* [Set problem]
Copy everything from "6. Revenue accordingly" down to "recovered from them." in the excise duty passage below, swapping in "assessee" for each "respondent".

6. Revenue accordingly issued show-cause notice upon the respondent as to why the Central Excise Duty/CENVAT duty amounting to Rs.3,64,29,967/- should not be demanded and recovered from them under the proviso to Section 11A(1) of the said Act and also as to why penalty should not be imposed on them under Section 11AC of the said Act and / or Rule 173Q read with 209 of the Central Excise Rules, 1944 and under Rule 25 of the Central Excise Rules, 2001/2002. In the said show-cause notice, the respondent was also called upon to show-cause as to why interest under Section 11AA/AB of the said Act should not be charged and recovered from them.

* [Dataset excerpts]

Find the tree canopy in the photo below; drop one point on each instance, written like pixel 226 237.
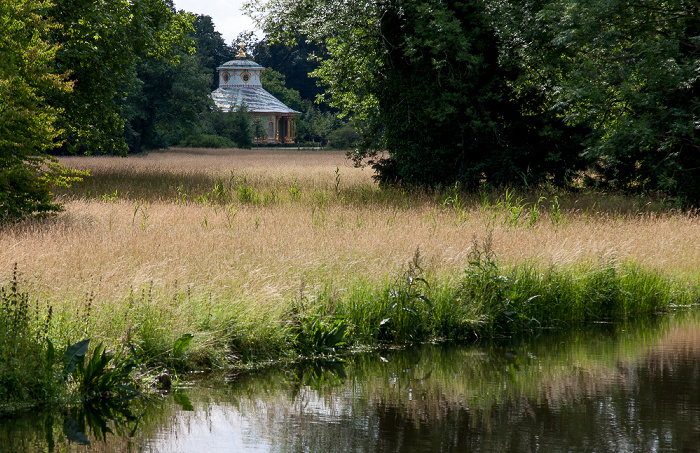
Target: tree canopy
pixel 499 91
pixel 27 129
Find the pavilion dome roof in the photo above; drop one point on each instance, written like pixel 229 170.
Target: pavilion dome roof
pixel 241 63
pixel 256 99
pixel 240 82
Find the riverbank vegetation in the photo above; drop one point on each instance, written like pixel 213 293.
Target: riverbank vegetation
pixel 191 259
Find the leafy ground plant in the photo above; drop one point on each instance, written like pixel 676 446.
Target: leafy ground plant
pixel 97 377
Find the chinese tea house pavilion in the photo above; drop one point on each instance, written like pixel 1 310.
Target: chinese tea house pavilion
pixel 240 83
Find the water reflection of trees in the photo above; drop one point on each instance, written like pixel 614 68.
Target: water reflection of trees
pixel 604 388
pixel 610 388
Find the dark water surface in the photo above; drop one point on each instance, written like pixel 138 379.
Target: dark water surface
pixel 606 388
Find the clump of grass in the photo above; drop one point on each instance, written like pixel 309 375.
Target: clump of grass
pixel 239 229
pixel 26 366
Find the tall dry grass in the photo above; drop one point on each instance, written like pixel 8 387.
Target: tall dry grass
pixel 263 250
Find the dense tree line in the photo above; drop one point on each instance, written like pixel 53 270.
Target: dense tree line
pixel 600 92
pixel 501 92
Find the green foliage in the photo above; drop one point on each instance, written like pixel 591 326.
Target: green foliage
pixel 26 354
pixel 320 336
pixel 96 376
pixel 407 304
pixel 423 81
pixel 346 137
pixel 235 126
pixel 100 45
pixel 626 70
pixel 27 129
pixel 166 104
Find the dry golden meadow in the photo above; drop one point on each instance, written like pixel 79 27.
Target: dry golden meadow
pixel 279 218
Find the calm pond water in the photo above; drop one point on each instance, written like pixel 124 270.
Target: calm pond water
pixel 606 388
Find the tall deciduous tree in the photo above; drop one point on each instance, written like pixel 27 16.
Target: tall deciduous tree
pixel 628 69
pixel 26 121
pixel 101 42
pixel 423 79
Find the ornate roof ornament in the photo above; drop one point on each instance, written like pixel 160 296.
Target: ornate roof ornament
pixel 241 51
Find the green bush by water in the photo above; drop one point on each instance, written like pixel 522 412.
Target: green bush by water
pixel 488 300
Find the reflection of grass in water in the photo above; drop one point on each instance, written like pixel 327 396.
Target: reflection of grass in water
pixel 426 387
pixel 220 246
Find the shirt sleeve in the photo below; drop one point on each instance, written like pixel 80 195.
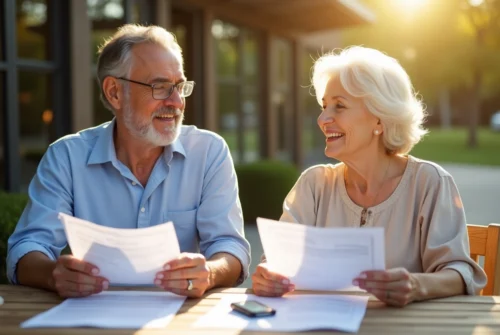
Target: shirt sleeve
pixel 445 242
pixel 39 228
pixel 219 218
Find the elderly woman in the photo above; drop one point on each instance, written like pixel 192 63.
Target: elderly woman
pixel 371 119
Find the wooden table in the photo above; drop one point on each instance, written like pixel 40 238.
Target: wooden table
pixel 455 315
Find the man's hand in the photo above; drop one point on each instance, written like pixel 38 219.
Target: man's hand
pixel 270 284
pixel 76 278
pixel 179 273
pixel 396 287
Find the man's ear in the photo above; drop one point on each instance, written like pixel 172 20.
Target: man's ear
pixel 113 92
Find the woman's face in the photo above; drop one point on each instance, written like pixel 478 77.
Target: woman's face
pixel 347 124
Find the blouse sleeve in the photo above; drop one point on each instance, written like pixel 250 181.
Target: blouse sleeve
pixel 444 240
pixel 300 203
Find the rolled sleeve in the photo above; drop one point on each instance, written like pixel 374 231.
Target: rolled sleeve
pixel 240 251
pixel 219 216
pixel 19 251
pixel 38 228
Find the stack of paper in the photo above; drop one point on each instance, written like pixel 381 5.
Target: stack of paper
pixel 118 309
pixel 293 313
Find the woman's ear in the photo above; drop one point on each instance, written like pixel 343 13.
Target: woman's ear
pixel 112 91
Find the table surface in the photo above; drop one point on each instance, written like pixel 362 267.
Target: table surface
pixel 454 315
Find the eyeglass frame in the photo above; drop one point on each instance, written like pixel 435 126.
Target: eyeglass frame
pixel 152 86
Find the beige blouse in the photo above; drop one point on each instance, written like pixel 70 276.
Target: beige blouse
pixel 424 220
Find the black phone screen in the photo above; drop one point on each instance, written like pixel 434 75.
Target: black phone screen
pixel 253 308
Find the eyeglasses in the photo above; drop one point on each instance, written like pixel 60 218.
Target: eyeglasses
pixel 161 91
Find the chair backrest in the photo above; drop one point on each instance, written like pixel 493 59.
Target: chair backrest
pixel 484 241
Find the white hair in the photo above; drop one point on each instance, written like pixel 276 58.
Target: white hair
pixel 385 88
pixel 115 54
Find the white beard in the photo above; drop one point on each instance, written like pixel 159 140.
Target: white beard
pixel 145 130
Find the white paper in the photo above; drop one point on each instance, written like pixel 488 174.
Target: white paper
pixel 123 256
pixel 293 313
pixel 112 309
pixel 315 258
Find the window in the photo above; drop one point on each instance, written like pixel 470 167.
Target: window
pixel 2 148
pixel 106 16
pixel 33 30
pixel 237 87
pixel 281 98
pixel 35 121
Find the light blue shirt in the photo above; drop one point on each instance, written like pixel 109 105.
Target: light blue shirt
pixel 193 184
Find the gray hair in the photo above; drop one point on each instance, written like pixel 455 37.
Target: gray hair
pixel 115 54
pixel 385 88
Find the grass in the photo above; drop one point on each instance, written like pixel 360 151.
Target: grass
pixel 450 146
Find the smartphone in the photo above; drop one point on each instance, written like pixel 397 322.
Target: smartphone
pixel 253 308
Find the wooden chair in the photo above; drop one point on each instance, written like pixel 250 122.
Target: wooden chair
pixel 484 241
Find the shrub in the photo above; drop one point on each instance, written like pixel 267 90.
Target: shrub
pixel 11 207
pixel 263 187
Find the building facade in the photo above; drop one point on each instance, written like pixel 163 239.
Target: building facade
pixel 247 57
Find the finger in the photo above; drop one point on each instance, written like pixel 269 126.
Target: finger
pixel 397 286
pixel 190 294
pixel 75 264
pixel 185 260
pixel 181 284
pixel 64 274
pixel 258 279
pixel 385 275
pixel 270 275
pixel 184 273
pixel 391 297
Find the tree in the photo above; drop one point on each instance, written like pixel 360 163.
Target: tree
pixel 481 19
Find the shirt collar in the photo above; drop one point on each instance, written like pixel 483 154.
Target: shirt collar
pixel 104 148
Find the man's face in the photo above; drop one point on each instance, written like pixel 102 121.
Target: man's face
pixel 155 121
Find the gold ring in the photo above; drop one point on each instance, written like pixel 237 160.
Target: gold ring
pixel 190 285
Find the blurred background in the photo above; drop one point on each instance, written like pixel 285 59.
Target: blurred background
pixel 251 60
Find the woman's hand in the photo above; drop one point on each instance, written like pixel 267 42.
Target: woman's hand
pixel 270 284
pixel 396 287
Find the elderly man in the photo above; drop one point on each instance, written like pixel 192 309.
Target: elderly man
pixel 141 169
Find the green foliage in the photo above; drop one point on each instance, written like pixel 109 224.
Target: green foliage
pixel 11 207
pixel 449 146
pixel 263 187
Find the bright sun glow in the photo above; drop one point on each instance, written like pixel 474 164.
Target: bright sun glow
pixel 476 3
pixel 411 6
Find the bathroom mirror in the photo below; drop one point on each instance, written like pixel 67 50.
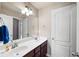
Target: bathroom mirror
pixel 19 26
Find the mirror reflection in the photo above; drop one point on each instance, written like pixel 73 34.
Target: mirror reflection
pixel 19 25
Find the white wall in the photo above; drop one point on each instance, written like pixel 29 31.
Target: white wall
pixel 45 21
pixel 25 27
pixel 8 21
pixel 78 28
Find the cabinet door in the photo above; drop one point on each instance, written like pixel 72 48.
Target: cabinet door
pixel 44 49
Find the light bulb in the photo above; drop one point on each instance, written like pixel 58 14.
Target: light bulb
pixel 30 12
pixel 27 14
pixel 23 11
pixel 26 10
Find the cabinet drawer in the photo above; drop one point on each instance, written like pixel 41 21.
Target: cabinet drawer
pixel 45 43
pixel 37 54
pixel 37 49
pixel 30 54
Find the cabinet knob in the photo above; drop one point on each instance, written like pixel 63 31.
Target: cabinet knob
pixel 52 38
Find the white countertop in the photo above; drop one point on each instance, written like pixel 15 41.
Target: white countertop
pixel 24 48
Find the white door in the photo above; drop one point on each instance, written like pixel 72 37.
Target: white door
pixel 60 35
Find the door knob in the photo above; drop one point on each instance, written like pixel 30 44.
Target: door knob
pixel 52 38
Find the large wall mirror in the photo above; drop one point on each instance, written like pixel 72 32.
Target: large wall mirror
pixel 19 26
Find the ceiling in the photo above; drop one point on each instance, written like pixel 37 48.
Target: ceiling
pixel 40 5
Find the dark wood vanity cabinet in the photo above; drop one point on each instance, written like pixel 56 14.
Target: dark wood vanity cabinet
pixel 39 51
pixel 43 50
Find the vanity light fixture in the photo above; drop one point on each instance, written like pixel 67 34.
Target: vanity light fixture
pixel 27 11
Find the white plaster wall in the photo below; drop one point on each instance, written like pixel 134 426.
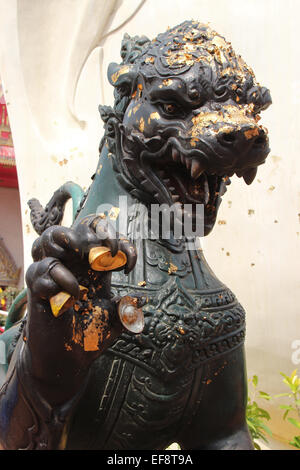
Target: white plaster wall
pixel 46 46
pixel 11 226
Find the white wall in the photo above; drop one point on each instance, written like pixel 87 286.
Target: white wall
pixel 11 226
pixel 56 130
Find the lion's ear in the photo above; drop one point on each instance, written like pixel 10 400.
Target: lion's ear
pixel 122 76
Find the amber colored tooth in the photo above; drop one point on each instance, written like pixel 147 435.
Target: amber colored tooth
pixel 175 155
pixel 196 169
pixel 188 163
pixel 100 259
pixel 249 175
pixel 62 301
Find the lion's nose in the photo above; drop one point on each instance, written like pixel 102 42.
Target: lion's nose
pixel 244 137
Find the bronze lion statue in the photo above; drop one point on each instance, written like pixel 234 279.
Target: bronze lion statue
pixel 149 348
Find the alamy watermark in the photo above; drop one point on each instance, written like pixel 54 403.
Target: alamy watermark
pixel 178 221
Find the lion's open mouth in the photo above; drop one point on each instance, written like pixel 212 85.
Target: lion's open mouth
pixel 188 183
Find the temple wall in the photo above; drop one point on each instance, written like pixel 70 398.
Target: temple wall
pixel 53 61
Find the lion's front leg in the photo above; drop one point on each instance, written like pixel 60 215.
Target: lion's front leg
pixel 50 366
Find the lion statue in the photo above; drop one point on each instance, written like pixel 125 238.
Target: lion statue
pixel 147 348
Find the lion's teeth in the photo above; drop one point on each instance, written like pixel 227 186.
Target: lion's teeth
pixel 249 175
pixel 196 169
pixel 175 155
pixel 206 191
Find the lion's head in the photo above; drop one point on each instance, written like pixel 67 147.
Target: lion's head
pixel 185 119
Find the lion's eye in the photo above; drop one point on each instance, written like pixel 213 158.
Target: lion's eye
pixel 171 108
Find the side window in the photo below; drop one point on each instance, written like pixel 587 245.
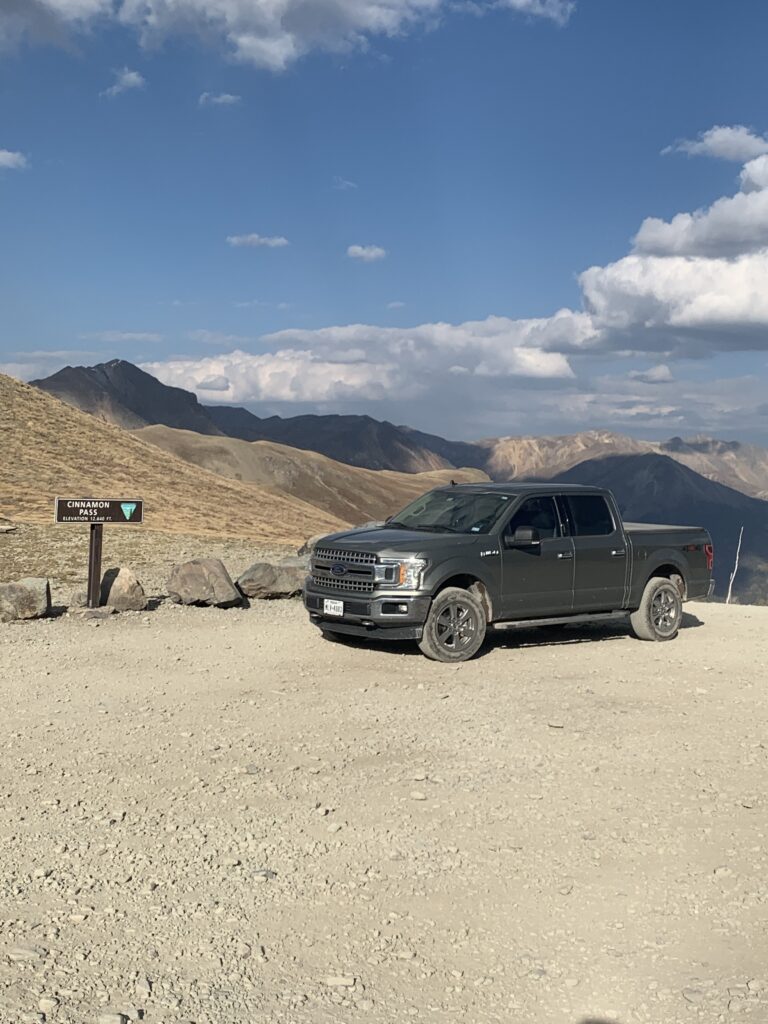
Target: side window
pixel 539 513
pixel 590 515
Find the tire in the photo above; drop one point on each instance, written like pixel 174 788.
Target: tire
pixel 660 611
pixel 455 629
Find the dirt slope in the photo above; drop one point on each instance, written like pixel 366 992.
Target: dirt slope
pixel 219 817
pixel 350 493
pixel 50 449
pixel 743 467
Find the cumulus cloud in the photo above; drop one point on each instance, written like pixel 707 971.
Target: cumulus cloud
pixel 256 241
pixel 655 375
pixel 218 99
pixel 367 254
pixel 690 287
pixel 731 225
pixel 125 80
pixel 216 383
pixel 735 142
pixel 270 34
pixel 10 161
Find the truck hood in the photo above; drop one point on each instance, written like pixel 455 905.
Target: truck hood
pixel 385 541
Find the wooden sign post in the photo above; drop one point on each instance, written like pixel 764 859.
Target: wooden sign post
pixel 96 512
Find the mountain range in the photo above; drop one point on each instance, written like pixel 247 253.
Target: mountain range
pixel 122 393
pixel 356 468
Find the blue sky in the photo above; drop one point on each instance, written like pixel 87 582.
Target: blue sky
pixel 481 158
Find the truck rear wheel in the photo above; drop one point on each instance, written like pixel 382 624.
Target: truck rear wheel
pixel 455 629
pixel 660 611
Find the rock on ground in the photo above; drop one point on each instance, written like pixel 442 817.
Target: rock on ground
pixel 28 598
pixel 203 581
pixel 263 580
pixel 122 591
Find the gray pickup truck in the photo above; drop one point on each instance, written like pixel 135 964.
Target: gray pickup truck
pixel 464 558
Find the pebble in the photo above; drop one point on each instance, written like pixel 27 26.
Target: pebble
pixel 23 953
pixel 694 995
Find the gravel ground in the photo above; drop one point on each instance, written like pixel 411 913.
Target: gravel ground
pixel 220 817
pixel 60 553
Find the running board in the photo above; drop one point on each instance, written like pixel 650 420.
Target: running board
pixel 600 616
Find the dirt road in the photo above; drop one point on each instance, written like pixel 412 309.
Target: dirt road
pixel 220 817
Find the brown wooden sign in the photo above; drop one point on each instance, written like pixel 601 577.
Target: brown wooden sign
pixel 97 512
pixel 113 511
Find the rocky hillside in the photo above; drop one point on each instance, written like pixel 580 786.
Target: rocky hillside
pixel 121 393
pixel 347 492
pixel 50 449
pixel 655 488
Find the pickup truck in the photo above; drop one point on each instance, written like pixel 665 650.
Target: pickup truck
pixel 466 558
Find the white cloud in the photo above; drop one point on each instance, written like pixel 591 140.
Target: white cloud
pixel 655 375
pixel 255 241
pixel 10 161
pixel 117 337
pixel 656 296
pixel 218 99
pixel 269 34
pixel 731 225
pixel 125 80
pixel 216 383
pixel 754 174
pixel 368 254
pixel 735 142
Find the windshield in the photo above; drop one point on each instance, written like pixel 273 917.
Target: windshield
pixel 453 512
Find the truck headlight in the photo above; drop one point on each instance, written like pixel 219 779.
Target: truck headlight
pixel 404 572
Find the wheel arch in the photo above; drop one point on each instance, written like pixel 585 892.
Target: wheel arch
pixel 471 582
pixel 668 569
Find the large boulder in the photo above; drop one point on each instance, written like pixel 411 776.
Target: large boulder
pixel 25 599
pixel 263 580
pixel 203 581
pixel 122 591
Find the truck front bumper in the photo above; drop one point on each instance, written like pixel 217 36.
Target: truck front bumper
pixel 387 615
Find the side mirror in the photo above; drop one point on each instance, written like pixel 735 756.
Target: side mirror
pixel 524 537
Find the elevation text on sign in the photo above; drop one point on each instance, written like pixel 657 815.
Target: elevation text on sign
pixel 99 510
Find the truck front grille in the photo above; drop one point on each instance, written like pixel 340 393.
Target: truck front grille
pixel 344 570
pixel 352 557
pixel 344 584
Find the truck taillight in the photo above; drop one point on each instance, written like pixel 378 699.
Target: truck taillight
pixel 710 552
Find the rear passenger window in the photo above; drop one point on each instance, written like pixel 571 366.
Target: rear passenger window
pixel 590 515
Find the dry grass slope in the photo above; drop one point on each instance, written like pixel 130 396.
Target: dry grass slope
pixel 352 494
pixel 50 449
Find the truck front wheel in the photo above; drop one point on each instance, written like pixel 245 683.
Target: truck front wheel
pixel 455 629
pixel 660 611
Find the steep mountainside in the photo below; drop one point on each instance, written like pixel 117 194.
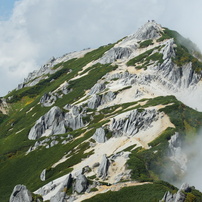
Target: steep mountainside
pixel 105 124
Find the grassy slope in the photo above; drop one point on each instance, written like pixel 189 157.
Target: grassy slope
pixel 14 167
pixel 143 193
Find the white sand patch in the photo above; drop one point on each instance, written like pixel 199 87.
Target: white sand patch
pixel 63 159
pixel 110 147
pixel 60 87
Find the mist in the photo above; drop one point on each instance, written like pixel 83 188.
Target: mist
pixel 38 30
pixel 194 164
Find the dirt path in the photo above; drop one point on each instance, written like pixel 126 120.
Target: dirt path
pixel 114 187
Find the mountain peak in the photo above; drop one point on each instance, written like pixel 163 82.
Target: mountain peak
pixel 149 30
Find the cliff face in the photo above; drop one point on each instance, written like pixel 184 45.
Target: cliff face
pixel 104 116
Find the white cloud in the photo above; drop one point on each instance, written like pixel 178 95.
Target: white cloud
pixel 38 30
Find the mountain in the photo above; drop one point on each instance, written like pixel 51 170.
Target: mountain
pixel 112 123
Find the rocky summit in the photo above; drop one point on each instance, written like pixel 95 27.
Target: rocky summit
pixel 107 124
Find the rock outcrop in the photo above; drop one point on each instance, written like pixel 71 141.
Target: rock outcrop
pixel 61 194
pixel 150 30
pixel 103 168
pixel 48 99
pixel 176 154
pixel 20 194
pixel 115 54
pixel 99 135
pixel 97 88
pixel 180 196
pixel 55 121
pixel 43 175
pixel 81 183
pixel 98 100
pixel 133 122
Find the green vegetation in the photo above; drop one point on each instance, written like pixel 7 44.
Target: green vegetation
pixel 148 192
pixel 146 43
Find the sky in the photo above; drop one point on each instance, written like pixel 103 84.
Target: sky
pixel 33 31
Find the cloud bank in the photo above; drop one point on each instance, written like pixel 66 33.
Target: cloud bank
pixel 38 30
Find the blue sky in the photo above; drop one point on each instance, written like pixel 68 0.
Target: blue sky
pixel 32 31
pixel 6 7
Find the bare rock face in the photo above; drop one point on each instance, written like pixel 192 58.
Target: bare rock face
pixel 81 183
pixel 99 135
pixel 179 196
pixel 48 99
pixel 43 175
pixel 98 100
pixel 52 122
pixel 55 122
pixel 61 194
pixel 103 168
pixel 168 197
pixel 150 30
pixel 20 194
pixel 97 88
pixel 115 54
pixel 176 154
pixel 134 122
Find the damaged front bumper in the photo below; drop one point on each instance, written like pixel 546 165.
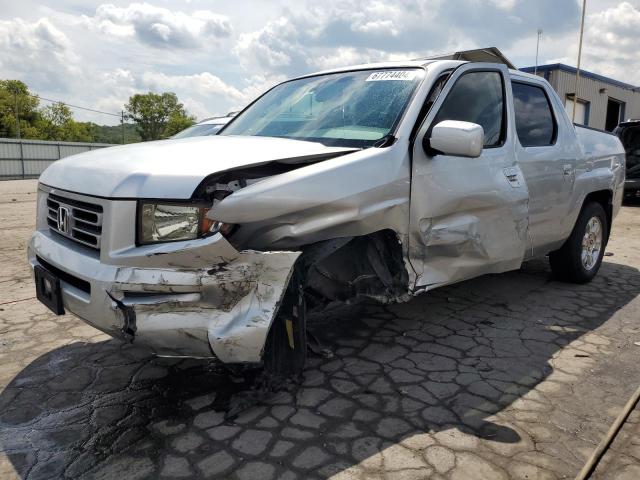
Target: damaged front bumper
pixel 222 308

* [The output]
6. Revenue accordingly issued show-cause notice upon the assessee as to why the Central Excise Duty/CENVAT duty amounting to Rs.3,64,29,967/- should not be demanded and recovered from them under the proviso to Section 11A(1) of the said Act and also as to why penalty should not be imposed on them under Section 11AC of the said Act and / or Rule 173Q read with 209 of the Central Excise Rules, 1944 and under Rule 25 of the Central Excise Rules, 2001/2002. In the said show-cause notice, the assessee was also called upon to show-cause as to why interest under Section 11AA/AB of the said Act should not be charged and recovered from them.